A block of data:
--- Begin ---

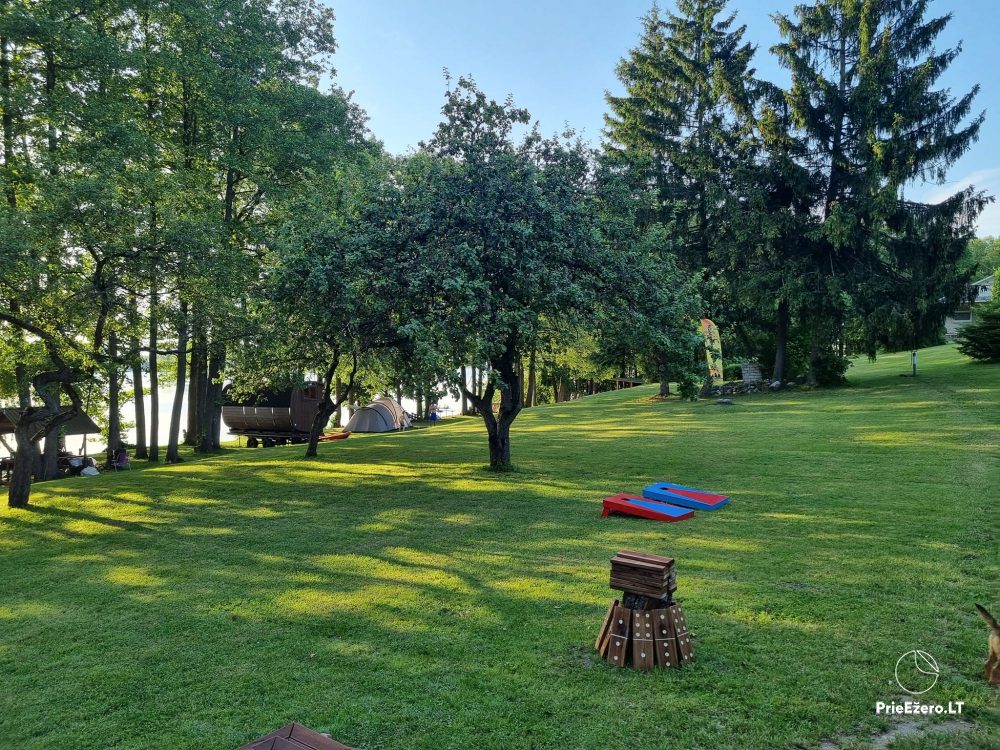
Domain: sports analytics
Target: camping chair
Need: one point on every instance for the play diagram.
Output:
(121, 461)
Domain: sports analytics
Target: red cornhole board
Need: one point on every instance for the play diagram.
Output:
(630, 505)
(687, 497)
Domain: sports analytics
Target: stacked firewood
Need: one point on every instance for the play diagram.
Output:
(646, 627)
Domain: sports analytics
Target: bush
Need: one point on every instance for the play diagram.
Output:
(981, 339)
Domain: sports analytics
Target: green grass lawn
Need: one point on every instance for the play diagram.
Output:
(396, 595)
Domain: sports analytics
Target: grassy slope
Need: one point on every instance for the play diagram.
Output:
(395, 594)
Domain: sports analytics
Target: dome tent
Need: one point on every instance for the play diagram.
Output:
(381, 415)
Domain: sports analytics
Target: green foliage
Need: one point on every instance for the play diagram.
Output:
(677, 130)
(863, 97)
(983, 257)
(500, 236)
(980, 339)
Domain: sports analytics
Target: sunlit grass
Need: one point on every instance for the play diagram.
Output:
(396, 595)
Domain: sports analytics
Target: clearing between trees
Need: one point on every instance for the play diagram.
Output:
(397, 595)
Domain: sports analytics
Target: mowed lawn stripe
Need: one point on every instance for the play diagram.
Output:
(397, 595)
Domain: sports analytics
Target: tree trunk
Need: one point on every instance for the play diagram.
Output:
(197, 374)
(154, 381)
(19, 491)
(140, 404)
(780, 342)
(326, 409)
(499, 439)
(333, 399)
(173, 456)
(114, 398)
(811, 378)
(210, 397)
(511, 403)
(50, 455)
(532, 398)
(337, 415)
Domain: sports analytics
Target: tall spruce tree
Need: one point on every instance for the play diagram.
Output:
(863, 95)
(678, 127)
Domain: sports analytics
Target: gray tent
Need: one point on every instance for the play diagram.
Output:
(81, 424)
(381, 415)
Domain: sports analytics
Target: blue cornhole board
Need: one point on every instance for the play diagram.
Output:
(686, 497)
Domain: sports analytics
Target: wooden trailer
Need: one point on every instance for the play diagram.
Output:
(274, 417)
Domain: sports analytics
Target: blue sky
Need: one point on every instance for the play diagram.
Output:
(557, 59)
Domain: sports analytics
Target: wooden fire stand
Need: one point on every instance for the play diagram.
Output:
(646, 627)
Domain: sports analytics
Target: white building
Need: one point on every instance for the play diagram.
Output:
(980, 292)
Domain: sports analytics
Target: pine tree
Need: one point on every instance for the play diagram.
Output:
(688, 96)
(863, 95)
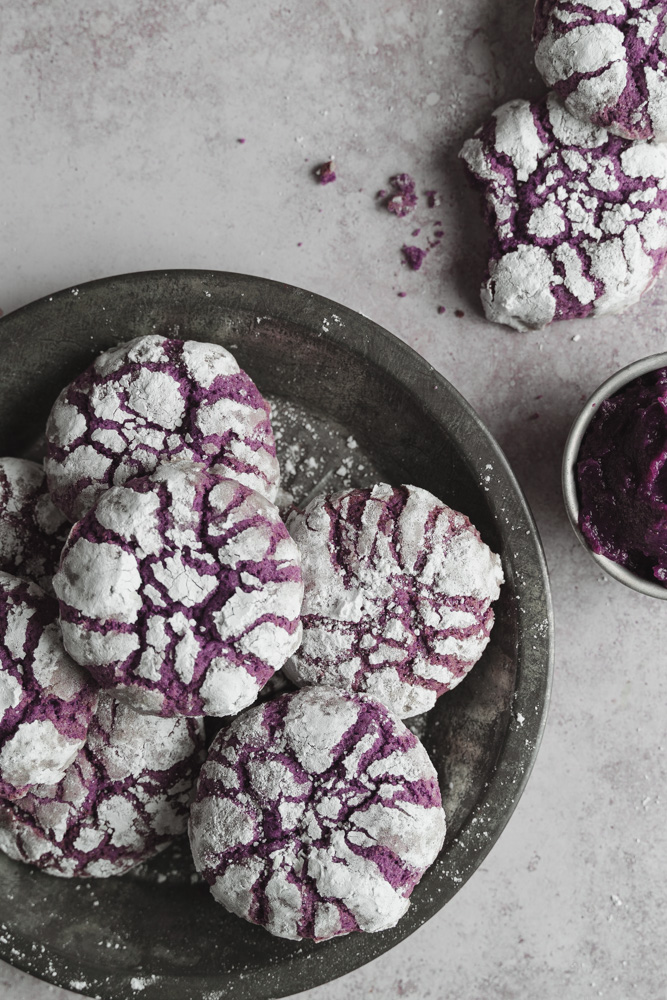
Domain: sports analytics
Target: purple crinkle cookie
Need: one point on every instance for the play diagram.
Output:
(156, 400)
(398, 589)
(46, 700)
(32, 529)
(607, 59)
(124, 798)
(181, 592)
(579, 216)
(316, 814)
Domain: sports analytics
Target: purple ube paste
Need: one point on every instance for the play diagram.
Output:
(46, 700)
(622, 477)
(579, 216)
(123, 799)
(181, 592)
(155, 400)
(316, 814)
(398, 589)
(607, 61)
(32, 529)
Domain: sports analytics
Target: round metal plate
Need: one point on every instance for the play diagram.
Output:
(157, 931)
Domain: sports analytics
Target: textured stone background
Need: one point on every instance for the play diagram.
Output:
(119, 153)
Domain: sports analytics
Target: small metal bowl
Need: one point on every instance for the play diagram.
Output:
(571, 454)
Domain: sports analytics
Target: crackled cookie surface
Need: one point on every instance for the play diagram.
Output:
(316, 814)
(156, 400)
(398, 589)
(181, 592)
(32, 529)
(579, 216)
(123, 799)
(46, 700)
(607, 59)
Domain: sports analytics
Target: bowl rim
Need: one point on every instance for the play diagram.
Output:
(346, 327)
(579, 427)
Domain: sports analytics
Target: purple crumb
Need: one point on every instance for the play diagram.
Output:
(414, 256)
(403, 198)
(326, 172)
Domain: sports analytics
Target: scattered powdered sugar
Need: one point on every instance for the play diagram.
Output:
(316, 814)
(32, 529)
(124, 798)
(181, 592)
(398, 592)
(579, 216)
(46, 700)
(155, 400)
(315, 455)
(607, 61)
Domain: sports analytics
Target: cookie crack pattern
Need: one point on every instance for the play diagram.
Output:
(46, 700)
(578, 215)
(181, 592)
(607, 61)
(156, 400)
(398, 589)
(123, 799)
(316, 815)
(32, 529)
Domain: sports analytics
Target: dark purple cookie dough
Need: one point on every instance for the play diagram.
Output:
(607, 59)
(155, 400)
(398, 592)
(181, 592)
(32, 529)
(46, 700)
(622, 478)
(316, 814)
(124, 798)
(579, 216)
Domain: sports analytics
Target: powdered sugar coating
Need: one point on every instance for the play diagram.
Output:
(607, 59)
(398, 589)
(32, 529)
(181, 592)
(579, 216)
(46, 700)
(316, 814)
(155, 400)
(123, 799)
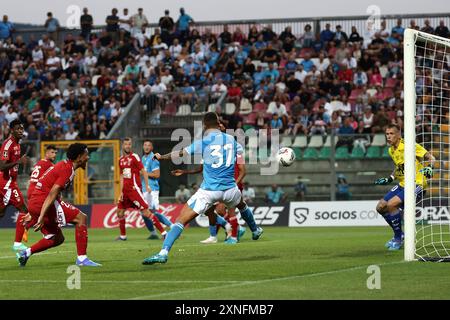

--- End ---

» Stated exercise
Please collect every line of the entries above that contains the string "wooden".

» Exercise output
Target: wooden trailer
Target: wooden fire stand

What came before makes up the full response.